#### [Problem]
Starting at the row that contains "Mark the white sleeve cuff with a point." and ending at the last row, reproduce only those rows, requests included, scaling every point coordinate in the answers by 2.1 and rounding each result to a whole number, with halves rounded up.
— START OF Entries —
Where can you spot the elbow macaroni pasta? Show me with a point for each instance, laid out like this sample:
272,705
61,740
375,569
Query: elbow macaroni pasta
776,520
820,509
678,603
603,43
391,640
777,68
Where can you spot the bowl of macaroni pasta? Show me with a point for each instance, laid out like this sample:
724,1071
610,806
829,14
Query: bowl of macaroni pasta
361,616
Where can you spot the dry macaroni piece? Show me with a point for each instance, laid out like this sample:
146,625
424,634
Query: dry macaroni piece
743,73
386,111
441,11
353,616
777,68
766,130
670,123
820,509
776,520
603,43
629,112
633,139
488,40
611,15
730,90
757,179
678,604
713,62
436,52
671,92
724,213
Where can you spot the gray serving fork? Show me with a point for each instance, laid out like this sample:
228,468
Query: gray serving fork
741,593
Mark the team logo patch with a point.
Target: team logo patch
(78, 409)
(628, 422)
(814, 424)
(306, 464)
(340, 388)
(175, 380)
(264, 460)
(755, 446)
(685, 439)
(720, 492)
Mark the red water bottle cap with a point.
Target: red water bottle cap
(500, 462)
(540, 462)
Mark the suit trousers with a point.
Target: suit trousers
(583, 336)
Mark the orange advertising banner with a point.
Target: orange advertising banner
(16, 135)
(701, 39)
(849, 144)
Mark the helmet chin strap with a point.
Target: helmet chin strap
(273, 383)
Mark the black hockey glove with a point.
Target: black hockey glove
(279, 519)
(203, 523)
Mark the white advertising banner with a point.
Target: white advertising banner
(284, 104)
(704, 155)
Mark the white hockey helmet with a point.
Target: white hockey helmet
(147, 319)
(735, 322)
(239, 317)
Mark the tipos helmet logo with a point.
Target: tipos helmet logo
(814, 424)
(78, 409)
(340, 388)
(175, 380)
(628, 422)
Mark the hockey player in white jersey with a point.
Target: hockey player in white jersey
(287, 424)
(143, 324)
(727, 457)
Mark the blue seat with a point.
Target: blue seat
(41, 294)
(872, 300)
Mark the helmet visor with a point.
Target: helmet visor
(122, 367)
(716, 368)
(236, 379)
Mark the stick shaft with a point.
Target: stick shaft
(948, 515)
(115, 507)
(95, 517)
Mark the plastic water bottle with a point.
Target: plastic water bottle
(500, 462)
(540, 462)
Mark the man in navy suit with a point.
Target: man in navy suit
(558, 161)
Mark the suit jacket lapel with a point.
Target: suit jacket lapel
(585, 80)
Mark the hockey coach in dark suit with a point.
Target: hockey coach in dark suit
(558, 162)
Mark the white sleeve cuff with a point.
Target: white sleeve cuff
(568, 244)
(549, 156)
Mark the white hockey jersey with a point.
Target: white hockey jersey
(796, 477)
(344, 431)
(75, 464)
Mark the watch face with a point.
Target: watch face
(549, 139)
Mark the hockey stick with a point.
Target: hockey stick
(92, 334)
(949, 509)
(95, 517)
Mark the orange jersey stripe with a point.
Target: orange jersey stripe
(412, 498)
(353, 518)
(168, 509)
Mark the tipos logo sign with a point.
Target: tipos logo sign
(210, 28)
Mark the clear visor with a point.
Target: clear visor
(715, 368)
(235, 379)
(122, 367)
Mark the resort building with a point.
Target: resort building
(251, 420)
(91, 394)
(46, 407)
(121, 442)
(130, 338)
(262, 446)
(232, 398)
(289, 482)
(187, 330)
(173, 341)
— END OF Entries —
#### [Problem solution]
Mark the white sleeve cuff with a point.
Target: white sleeve cuff
(1193, 512)
(1153, 328)
Mark the white hockey jersey with a point.
Target: white hockey jersey
(1672, 1002)
(722, 905)
(158, 974)
Mark the watch face with a point.
Target: watch face
(1153, 292)
Mark the hockey stick with a point.
Target: hockey stick
(193, 701)
(1993, 1069)
(200, 1086)
Mark the orange jersey stripe with a point.
Target: orange jersey stripe
(865, 1046)
(741, 1088)
(353, 1069)
Mark the tipos logo sign with a point.
Target: tipos logo sign
(441, 59)
Mark the clear visor with a point.
Target: clear visor
(1502, 773)
(494, 796)
(256, 771)
Mark the resort building with a point.
Target: resort building
(527, 882)
(191, 827)
(97, 855)
(254, 928)
(273, 710)
(550, 937)
(487, 836)
(607, 1012)
(393, 693)
(363, 716)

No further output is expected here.